__Objective__
Count the lines in the entries below that contain the string "hand", treating uppercase and lowercase as different. Give only the number.

== Provided data

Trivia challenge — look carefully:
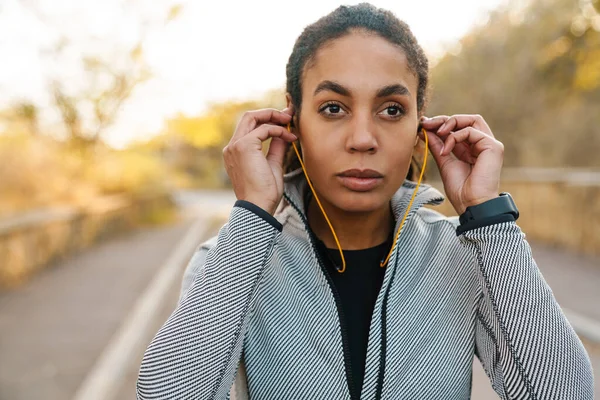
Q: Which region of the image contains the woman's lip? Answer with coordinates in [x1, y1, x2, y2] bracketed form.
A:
[338, 176, 383, 192]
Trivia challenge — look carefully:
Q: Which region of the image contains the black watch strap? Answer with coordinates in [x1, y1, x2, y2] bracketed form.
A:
[456, 192, 519, 235]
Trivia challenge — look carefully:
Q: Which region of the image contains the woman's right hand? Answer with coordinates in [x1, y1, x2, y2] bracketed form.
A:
[223, 108, 297, 215]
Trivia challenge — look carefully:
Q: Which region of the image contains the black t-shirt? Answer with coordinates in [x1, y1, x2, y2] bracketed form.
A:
[308, 209, 393, 393]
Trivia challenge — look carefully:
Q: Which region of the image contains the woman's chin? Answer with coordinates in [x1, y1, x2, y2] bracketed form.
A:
[335, 190, 390, 213]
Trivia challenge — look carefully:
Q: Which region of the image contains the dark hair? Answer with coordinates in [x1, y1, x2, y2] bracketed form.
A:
[285, 3, 429, 180]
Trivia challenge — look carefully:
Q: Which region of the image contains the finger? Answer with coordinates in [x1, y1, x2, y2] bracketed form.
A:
[420, 115, 450, 132]
[452, 142, 477, 164]
[240, 124, 298, 147]
[232, 108, 292, 142]
[442, 127, 501, 157]
[427, 131, 453, 170]
[267, 137, 289, 168]
[438, 114, 494, 137]
[418, 130, 476, 164]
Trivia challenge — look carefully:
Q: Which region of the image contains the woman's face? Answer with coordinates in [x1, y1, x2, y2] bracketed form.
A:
[296, 32, 419, 212]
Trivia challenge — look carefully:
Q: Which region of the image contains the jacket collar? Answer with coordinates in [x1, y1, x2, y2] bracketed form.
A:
[283, 168, 444, 224]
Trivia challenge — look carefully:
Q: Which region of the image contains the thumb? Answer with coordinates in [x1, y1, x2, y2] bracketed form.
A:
[427, 131, 452, 172]
[267, 137, 288, 169]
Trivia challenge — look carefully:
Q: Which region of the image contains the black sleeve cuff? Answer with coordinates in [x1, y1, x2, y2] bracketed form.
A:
[456, 214, 515, 236]
[233, 200, 283, 232]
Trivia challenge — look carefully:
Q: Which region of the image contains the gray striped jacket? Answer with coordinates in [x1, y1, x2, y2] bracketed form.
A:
[137, 170, 593, 400]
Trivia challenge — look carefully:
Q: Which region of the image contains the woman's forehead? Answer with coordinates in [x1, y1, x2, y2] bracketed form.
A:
[303, 33, 417, 97]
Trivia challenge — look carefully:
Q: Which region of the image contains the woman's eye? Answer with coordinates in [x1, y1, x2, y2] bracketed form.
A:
[319, 103, 343, 115]
[384, 106, 404, 117]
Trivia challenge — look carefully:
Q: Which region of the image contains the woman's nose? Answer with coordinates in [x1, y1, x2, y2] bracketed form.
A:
[346, 115, 378, 152]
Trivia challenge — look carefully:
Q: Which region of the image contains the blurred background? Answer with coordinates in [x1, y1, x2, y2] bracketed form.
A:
[0, 0, 600, 400]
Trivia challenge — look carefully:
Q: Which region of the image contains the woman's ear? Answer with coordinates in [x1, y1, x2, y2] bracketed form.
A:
[285, 93, 298, 133]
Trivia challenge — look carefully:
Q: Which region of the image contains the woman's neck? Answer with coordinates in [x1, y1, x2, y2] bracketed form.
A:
[307, 194, 394, 250]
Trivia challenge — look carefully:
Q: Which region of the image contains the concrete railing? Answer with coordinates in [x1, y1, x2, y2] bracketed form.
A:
[429, 168, 600, 255]
[0, 194, 174, 287]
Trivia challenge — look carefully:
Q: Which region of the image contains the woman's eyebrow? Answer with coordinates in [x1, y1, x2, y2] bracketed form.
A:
[313, 80, 352, 97]
[377, 83, 410, 97]
[313, 80, 410, 97]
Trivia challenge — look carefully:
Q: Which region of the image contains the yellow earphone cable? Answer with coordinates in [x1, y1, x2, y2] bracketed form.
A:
[287, 124, 429, 273]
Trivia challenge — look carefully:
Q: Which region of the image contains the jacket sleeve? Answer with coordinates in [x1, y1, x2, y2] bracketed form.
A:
[459, 221, 594, 400]
[137, 202, 281, 400]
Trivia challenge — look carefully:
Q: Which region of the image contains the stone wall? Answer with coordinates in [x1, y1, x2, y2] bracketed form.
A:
[0, 194, 174, 288]
[428, 168, 600, 255]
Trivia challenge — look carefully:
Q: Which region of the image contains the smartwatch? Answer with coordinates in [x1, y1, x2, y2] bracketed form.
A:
[456, 192, 519, 235]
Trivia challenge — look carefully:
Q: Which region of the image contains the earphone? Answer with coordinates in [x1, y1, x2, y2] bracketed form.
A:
[287, 123, 429, 273]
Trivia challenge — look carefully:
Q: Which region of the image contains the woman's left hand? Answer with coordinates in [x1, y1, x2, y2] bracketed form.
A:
[419, 115, 504, 215]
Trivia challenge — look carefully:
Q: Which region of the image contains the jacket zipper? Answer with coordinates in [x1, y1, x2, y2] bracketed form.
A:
[285, 195, 360, 400]
[284, 194, 444, 400]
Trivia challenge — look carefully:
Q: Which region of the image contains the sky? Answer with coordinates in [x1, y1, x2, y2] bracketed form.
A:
[0, 0, 503, 147]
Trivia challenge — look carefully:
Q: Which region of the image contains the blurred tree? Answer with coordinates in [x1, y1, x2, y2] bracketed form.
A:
[158, 89, 285, 187]
[10, 0, 183, 147]
[428, 0, 600, 167]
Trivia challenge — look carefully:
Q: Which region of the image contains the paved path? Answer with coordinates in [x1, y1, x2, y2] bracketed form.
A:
[0, 192, 600, 400]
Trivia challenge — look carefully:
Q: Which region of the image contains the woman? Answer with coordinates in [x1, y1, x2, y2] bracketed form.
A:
[137, 4, 593, 400]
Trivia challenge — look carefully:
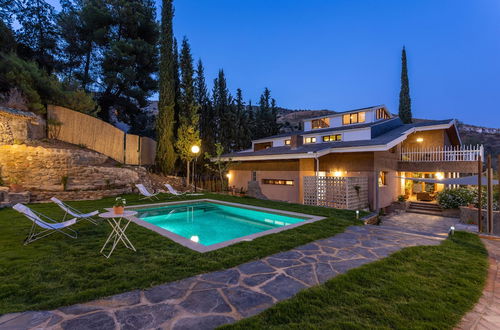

====

__Result below__
2